| TESTO FORNITO |
>>>
Mīr Muhammad Taqī, noto anche con lo pseudonimo di Mīr (in urdu: مِیر تقی مِیرؔ, Mīr Taqī Mīr; Agra, agosto o settembre 1723Lucknow, 21 settembre 1810), è stato un poeta indiano di lingua urdu. Fu uno dei maggiori esponenti del periodo classico della letteratura urdu fiorito nella scuola di Delhi. I suoi ghazal sono ancora oggi tra i più famosi mai scritti.

Mīr Muhammad Taqī, il cui takhallus, o nome di penna, fu Mīr, nacque nel 1723[1] ad Agra (la chiamarono Akbarabad nella epoca del grande impero Moghul) da una famiglia di profonda devozione religiosa. La maggior parte delle informazioni riguardanti la sua infanzia, si trovano nella prima parte della sua autobiografia, Zikr-i Mīr. Tuttavia, si dice che essa nasconda più di quanto riveli[2], sia perché le informazioni contenute sono prive di ordine cronologico, sia perché non spiega dettagli importanti della vita del poeta.

La famiglia di Mīr era di origini arabe. Il nonno era un impiegato statale; il padre, Muhammad Ali, era un uomo religioso con molto seguito, e viveva come un mendicante (fakiro). Anche se morì quando Mir aveva 11 anni[3], la vita che condusse e l'importanza che attribuì all'amore e al valore della compassione, influirono sulla filosofia di vita del giovane poeta e sulla sua poesia. Nella sua autobiografia, che a tratti risulta un elenco dei meriti spirituali del nonno e del padre[4], Mīr descrive quest'ultimo come un "uomo di inusuale umiltà, [...] libero dal pregiudizio, un perfetto Sufi".[5]

Dopo la morte del padre, Mīr si trasferisce a Delhi per cercare un lavoro. Il tesoriere dell'impero, Ṣamṣāmuddaula, gli garantisce uno stipendio di una rupia al giorno. In quel periodo il giovane Mīr, con Muḥammad Nāṣir ‘Andalīb, padre del poeta Mīr Dard, inizia frequentare gli incontri poetici presso la moschea Zīnat al-masājid.[6] Dopo la morte del tesoriere, Mīr ritorna ad Agra, dove scrive masnavi Mu‘āmalāt-i ‘išq, che tratta di un amore non andato a buon fine, forse con riferimenti autobiografici[7].
<<<
| CONSEGNA A |
Modifica il testo sul poeta Mīr riscrivendo il brano che comincia con le parole "Dopo la morte del padre, Mīr" e si ferma dopo "con riferimenti autobiografici[7].". Al posto di "tesoriere" metti "cassiere".

| DATI |
>>>
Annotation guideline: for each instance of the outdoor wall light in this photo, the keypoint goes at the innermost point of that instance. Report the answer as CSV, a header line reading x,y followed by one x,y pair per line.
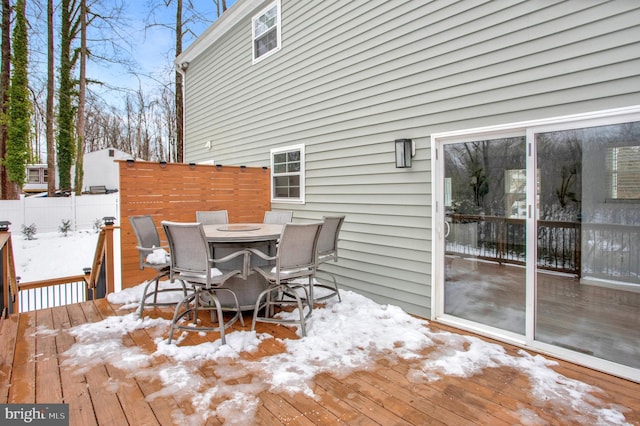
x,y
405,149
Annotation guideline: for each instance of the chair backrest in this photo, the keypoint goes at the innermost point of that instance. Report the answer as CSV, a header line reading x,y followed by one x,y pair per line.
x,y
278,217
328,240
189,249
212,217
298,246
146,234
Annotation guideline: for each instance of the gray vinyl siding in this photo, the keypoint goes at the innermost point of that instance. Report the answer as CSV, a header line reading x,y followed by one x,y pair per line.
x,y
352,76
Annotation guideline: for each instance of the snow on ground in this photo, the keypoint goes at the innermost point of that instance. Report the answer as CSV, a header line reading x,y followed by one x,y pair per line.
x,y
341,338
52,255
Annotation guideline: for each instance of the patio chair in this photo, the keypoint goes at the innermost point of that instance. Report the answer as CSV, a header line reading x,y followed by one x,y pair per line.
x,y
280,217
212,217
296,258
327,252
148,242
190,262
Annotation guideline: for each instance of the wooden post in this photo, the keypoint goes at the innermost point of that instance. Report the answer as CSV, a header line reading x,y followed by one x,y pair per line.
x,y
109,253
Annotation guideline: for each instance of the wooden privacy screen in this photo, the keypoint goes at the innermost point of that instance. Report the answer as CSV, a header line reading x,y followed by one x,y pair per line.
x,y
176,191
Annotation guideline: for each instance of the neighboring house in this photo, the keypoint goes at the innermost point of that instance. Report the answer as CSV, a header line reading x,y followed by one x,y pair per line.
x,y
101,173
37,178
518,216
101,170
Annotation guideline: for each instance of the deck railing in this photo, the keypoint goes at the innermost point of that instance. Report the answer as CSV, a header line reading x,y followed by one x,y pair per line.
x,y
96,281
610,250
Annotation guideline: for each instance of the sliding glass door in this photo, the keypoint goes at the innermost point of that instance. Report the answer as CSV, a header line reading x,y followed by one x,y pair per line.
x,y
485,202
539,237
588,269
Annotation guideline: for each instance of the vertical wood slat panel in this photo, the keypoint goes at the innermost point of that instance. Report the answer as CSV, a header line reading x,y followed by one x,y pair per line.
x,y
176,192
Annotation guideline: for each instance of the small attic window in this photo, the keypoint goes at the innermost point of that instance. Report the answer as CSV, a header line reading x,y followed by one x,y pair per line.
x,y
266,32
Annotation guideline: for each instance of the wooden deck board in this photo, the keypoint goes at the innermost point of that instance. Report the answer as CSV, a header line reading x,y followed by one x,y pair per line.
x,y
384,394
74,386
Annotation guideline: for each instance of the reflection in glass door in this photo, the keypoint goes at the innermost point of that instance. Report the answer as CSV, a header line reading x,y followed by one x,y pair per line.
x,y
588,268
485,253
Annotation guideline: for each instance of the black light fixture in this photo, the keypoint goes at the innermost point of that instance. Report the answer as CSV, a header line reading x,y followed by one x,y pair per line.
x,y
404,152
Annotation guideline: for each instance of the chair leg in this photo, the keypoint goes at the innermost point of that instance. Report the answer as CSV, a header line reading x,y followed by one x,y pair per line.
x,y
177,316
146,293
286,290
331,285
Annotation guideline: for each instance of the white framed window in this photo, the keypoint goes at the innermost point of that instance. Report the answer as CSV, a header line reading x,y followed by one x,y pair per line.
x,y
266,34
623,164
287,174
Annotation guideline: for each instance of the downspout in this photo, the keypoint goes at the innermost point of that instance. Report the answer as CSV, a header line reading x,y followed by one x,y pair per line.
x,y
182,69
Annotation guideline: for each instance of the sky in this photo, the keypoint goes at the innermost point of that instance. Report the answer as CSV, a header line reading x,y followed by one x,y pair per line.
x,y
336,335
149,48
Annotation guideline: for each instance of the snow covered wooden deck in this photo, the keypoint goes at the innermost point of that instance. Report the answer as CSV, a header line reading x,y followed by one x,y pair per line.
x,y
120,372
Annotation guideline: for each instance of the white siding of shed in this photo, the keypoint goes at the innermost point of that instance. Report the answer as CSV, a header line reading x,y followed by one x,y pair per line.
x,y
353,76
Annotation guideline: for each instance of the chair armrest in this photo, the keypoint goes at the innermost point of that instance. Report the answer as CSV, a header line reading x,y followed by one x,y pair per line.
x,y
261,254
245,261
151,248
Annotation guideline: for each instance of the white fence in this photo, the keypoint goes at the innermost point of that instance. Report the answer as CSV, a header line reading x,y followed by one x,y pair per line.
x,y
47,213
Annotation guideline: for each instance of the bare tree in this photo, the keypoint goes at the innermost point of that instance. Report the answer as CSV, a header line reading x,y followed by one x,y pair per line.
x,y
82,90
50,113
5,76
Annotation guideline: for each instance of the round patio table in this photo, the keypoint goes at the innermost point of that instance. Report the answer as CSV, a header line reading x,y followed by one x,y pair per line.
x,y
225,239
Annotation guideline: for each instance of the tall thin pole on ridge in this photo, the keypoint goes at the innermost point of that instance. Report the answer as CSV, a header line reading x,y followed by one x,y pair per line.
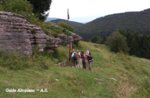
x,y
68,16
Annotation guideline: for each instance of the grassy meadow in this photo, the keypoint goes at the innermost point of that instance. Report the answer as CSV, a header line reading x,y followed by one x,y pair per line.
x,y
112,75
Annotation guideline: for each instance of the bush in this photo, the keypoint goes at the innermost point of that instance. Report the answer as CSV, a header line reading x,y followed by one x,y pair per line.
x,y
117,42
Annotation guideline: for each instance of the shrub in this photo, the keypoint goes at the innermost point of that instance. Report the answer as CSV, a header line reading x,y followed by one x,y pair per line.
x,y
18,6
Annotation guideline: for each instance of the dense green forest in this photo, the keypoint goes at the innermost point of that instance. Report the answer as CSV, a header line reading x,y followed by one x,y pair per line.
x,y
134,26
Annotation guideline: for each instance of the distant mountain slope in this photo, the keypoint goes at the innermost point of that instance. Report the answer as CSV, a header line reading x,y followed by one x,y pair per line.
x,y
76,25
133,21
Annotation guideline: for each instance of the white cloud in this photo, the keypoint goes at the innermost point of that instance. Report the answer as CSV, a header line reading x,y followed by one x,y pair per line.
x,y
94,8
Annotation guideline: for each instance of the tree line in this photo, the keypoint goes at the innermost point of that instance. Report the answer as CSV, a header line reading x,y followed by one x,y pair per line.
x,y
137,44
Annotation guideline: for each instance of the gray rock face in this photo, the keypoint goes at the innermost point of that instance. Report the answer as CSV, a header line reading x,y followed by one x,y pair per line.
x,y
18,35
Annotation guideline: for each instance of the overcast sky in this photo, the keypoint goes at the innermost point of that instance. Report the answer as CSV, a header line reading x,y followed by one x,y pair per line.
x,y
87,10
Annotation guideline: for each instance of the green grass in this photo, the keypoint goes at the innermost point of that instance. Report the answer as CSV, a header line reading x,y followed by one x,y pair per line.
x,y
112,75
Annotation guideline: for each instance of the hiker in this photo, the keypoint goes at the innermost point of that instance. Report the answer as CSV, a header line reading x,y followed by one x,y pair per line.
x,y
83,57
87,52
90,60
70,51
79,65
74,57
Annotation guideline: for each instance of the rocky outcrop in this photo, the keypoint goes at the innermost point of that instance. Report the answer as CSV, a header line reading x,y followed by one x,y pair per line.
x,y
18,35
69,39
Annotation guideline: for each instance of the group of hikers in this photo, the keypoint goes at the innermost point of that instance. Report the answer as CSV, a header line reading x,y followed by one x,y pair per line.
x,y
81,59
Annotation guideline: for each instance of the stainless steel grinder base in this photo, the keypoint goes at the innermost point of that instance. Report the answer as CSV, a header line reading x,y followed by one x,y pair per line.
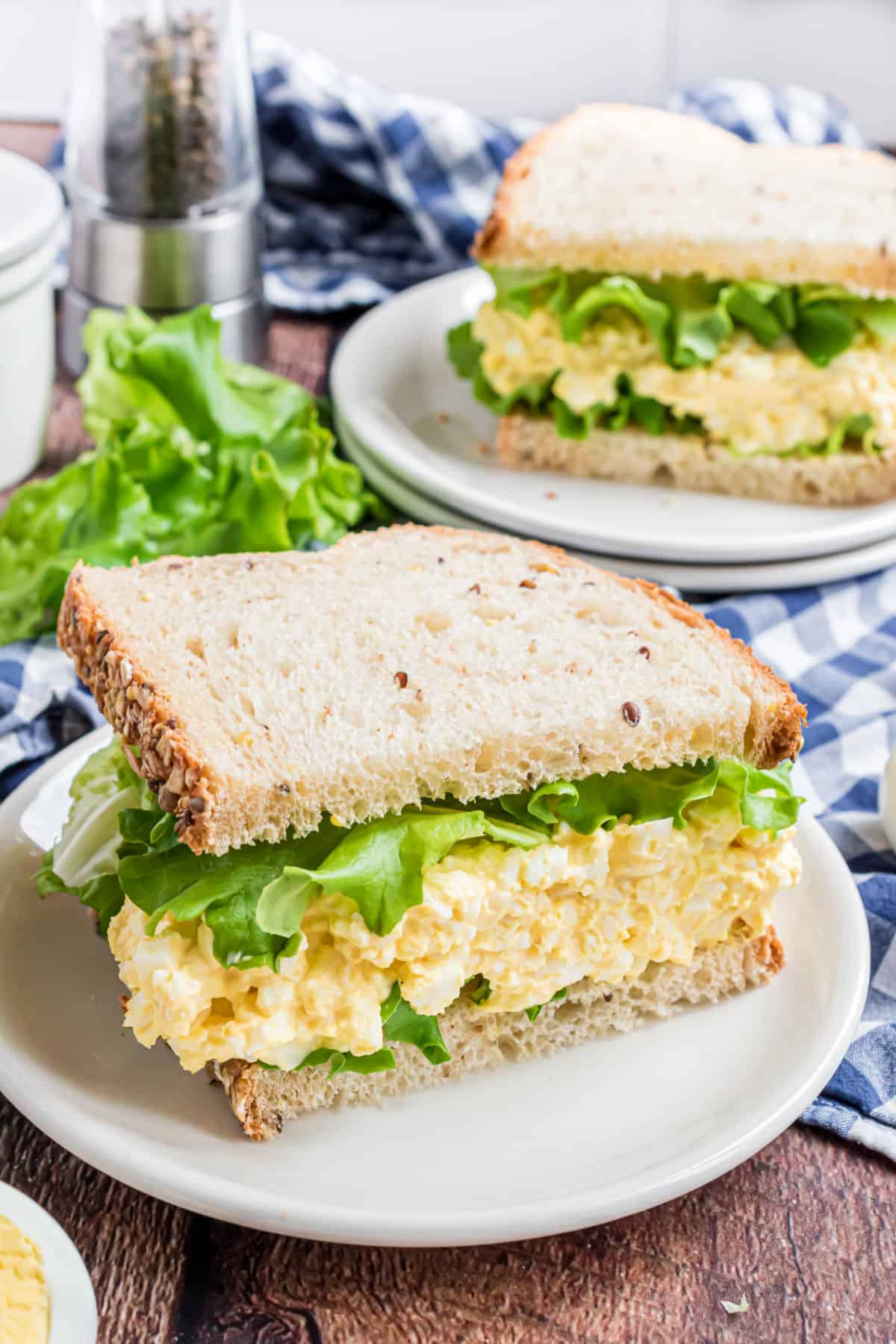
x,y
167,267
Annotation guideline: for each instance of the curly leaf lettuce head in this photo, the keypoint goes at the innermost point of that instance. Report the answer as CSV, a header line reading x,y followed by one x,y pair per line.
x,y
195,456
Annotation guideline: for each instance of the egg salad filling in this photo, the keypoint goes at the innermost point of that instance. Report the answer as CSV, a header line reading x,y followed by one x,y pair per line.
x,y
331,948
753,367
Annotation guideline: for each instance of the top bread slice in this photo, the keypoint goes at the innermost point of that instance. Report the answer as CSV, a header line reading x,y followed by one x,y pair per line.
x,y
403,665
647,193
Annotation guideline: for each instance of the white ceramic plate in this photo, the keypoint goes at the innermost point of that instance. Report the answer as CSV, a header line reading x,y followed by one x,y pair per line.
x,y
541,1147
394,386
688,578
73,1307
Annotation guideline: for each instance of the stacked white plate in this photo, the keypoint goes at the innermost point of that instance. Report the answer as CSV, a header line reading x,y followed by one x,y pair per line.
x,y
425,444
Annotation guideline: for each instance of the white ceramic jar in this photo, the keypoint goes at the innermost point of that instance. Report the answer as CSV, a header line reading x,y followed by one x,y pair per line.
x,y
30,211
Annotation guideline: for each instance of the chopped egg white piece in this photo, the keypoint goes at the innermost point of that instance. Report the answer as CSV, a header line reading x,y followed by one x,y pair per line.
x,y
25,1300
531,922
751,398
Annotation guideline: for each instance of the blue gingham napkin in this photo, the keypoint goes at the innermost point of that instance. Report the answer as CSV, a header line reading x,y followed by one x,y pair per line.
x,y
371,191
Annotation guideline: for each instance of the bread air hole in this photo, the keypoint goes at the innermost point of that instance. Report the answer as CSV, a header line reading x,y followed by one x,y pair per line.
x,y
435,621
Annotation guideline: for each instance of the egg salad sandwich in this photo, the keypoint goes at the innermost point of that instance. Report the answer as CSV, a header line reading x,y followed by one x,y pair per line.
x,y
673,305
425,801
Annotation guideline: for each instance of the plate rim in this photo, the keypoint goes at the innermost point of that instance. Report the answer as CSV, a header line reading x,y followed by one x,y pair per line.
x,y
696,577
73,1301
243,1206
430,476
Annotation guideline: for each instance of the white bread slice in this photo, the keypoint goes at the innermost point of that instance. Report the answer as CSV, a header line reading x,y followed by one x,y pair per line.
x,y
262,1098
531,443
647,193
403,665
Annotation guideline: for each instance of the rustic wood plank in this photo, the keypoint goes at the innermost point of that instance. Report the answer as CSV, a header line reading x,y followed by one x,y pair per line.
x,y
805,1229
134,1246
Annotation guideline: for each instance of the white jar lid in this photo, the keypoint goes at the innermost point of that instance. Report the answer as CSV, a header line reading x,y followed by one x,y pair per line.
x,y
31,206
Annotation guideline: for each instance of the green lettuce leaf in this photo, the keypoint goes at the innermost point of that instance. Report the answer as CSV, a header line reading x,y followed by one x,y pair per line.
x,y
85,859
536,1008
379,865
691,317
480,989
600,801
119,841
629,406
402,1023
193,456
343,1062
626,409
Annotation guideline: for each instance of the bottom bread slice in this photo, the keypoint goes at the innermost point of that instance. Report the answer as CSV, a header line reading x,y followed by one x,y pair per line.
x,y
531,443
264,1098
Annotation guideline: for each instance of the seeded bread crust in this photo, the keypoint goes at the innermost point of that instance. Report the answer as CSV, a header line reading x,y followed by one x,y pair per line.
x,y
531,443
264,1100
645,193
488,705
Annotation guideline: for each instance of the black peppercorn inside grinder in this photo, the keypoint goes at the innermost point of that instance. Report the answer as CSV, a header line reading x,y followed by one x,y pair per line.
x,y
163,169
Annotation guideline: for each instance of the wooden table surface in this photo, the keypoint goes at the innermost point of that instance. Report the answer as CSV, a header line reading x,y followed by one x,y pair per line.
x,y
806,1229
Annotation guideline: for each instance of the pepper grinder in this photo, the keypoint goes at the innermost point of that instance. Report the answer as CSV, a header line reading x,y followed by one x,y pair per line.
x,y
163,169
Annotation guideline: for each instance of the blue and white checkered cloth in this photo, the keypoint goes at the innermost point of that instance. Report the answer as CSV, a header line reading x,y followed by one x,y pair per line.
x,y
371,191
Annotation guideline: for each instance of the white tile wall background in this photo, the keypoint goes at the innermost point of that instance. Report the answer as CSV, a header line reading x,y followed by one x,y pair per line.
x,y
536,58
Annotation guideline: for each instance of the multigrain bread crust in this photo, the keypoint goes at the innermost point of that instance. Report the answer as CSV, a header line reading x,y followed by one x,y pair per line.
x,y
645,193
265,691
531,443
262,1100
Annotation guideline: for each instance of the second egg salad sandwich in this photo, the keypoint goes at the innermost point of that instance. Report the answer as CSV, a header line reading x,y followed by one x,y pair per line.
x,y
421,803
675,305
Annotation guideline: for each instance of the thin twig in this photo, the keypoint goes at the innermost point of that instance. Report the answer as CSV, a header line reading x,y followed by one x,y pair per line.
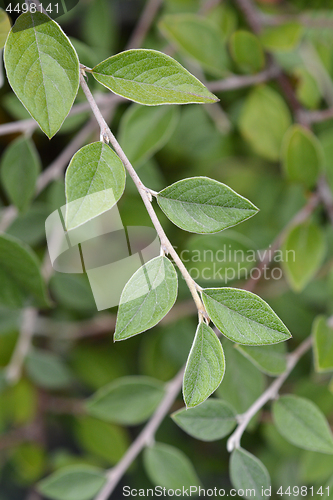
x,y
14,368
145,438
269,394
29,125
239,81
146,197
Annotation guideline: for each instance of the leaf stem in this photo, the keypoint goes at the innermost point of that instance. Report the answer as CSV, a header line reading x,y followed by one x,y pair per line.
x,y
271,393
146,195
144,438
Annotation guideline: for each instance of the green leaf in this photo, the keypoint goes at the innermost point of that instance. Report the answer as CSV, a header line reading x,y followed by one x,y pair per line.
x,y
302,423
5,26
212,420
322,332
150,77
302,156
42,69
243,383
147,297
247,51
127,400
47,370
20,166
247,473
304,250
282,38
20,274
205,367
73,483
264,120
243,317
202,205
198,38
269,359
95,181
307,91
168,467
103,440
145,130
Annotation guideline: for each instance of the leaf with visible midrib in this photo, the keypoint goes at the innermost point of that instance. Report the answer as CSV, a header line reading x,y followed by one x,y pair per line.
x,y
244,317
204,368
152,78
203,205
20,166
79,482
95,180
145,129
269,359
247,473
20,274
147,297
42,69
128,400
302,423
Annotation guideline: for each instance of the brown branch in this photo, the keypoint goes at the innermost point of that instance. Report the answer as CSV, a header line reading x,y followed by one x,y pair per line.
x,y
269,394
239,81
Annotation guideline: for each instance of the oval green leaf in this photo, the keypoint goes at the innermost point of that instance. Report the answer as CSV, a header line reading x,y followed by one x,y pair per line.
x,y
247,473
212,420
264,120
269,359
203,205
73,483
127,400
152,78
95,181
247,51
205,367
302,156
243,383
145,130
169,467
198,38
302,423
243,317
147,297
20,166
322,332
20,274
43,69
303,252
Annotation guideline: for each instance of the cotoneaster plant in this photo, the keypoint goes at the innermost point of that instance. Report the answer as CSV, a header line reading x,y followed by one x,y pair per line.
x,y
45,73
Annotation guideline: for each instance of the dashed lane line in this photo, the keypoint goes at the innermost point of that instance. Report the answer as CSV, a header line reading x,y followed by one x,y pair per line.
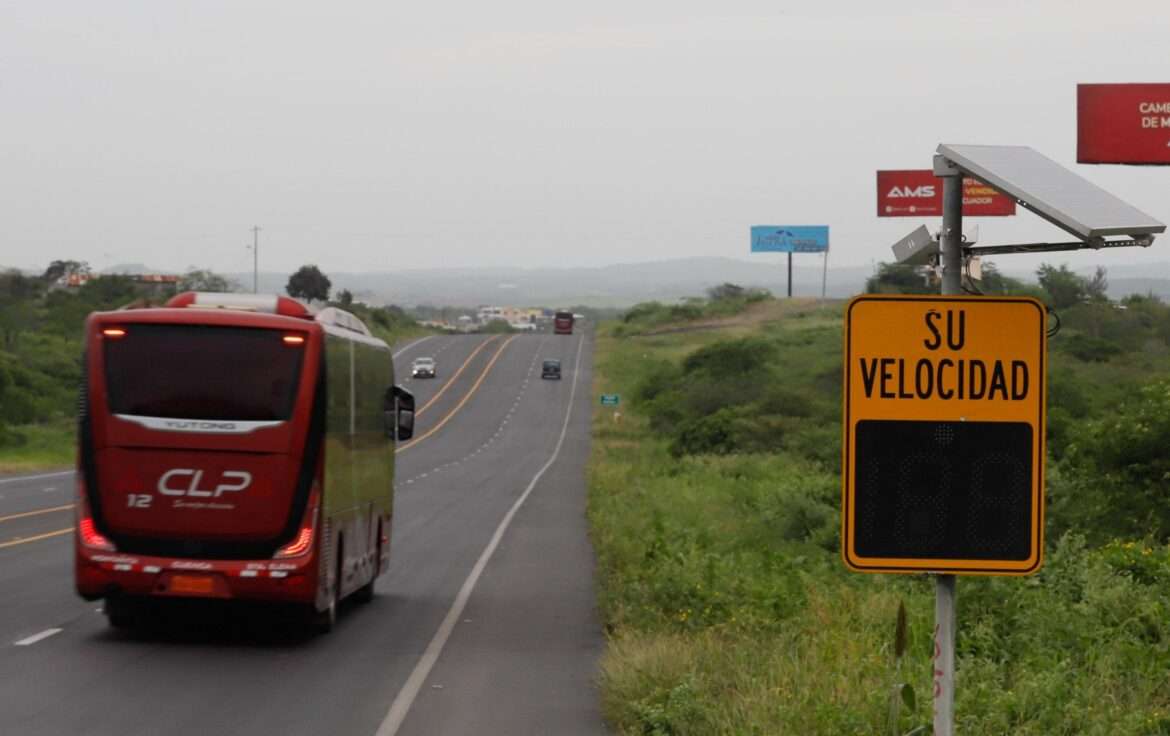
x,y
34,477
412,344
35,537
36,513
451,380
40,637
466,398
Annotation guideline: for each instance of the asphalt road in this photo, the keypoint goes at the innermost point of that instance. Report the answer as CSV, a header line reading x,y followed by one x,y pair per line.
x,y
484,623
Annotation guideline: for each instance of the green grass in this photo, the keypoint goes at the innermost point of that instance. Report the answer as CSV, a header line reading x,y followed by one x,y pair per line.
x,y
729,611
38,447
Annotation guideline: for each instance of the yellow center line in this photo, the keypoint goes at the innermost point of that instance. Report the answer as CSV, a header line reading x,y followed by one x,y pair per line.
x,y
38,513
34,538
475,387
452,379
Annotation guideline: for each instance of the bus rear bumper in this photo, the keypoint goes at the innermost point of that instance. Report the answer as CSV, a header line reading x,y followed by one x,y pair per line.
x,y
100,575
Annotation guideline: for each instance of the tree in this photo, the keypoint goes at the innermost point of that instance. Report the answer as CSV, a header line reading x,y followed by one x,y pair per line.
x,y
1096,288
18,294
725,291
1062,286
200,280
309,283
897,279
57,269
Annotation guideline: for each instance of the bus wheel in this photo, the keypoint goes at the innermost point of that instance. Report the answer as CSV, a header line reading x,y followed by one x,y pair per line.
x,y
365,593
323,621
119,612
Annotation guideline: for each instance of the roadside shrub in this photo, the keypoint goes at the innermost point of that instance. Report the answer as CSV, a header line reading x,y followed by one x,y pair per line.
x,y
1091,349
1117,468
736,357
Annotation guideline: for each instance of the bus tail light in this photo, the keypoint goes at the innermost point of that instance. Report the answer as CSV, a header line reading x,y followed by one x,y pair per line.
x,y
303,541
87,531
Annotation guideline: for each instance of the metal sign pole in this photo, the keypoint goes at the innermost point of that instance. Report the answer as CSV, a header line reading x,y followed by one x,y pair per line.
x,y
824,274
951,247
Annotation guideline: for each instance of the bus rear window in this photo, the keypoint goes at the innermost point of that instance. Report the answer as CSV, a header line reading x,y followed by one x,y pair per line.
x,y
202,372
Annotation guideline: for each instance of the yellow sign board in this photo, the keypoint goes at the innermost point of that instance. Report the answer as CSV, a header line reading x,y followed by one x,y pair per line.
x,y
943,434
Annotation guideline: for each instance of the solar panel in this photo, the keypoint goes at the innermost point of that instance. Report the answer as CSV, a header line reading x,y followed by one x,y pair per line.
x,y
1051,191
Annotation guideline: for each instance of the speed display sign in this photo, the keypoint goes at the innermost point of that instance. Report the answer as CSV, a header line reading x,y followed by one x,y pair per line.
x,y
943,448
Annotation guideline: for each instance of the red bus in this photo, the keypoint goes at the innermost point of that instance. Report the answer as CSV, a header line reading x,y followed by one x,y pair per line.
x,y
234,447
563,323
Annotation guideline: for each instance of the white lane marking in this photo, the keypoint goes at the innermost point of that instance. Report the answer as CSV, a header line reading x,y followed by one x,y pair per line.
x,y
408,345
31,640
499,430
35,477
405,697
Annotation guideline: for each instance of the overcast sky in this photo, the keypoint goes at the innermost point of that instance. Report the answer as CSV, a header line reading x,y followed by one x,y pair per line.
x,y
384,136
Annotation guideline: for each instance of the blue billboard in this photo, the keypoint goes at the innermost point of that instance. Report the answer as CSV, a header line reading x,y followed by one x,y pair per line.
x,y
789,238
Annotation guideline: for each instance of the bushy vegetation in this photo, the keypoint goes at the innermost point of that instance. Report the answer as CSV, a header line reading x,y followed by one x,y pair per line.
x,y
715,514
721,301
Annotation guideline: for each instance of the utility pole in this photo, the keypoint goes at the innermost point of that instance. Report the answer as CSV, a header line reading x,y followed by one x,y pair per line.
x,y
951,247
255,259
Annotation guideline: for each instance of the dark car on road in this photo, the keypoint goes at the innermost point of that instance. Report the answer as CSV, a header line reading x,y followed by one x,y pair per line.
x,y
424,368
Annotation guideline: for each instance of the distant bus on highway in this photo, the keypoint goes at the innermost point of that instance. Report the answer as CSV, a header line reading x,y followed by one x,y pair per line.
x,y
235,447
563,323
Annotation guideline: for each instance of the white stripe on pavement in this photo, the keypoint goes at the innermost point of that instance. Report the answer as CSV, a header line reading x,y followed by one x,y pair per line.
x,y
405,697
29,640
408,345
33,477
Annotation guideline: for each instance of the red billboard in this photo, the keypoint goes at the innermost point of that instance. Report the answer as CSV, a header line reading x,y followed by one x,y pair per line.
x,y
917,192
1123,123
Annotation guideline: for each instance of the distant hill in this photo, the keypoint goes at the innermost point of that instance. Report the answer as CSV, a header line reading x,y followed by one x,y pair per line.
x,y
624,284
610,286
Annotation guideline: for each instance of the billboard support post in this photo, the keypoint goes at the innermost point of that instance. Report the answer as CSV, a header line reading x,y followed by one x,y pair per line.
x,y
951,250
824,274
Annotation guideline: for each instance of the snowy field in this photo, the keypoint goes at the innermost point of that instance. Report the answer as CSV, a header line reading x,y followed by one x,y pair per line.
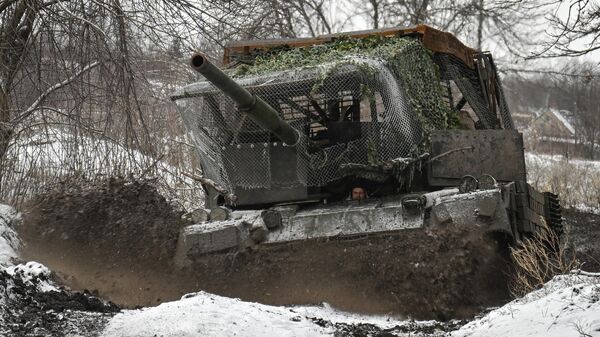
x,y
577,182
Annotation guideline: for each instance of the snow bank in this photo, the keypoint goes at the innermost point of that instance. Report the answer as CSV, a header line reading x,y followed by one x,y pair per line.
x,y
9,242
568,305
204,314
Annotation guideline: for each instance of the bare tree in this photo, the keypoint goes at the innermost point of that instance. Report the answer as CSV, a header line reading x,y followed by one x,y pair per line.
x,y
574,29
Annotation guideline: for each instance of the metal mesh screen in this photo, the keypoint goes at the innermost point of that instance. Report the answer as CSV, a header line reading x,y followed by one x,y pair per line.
<<<
| CONSEGNA B |
Indica quante righe contengono la parola "slat", scrivendo soltanto il numero.

| RISPOSTA COMPLETA A |
Dopo la morte del padre, Mīr si trasferisce a Delhi per cercare un lavoro. Il cassiere dell'impero, Ṣamṣāmuddaula, gli garantisce uno stipendio di una rupia al giorno. In quel periodo il giovane Mīr, con Muḥammad Nāṣir ‘Andalīb, padre del poeta Mīr Dard, inizia frequentare gli incontri poetici presso la moschea Zīnat al-masājid.[6] Dopo la morte del cassiere, Mīr ritorna ad Agra, dove scrive masnavi Mu‘āmalāt-i ‘išq, che tratta di un amore non andato a buon fine, forse con riferimenti autobiografici[7].

| RISPOSTA COMPLETA B |
1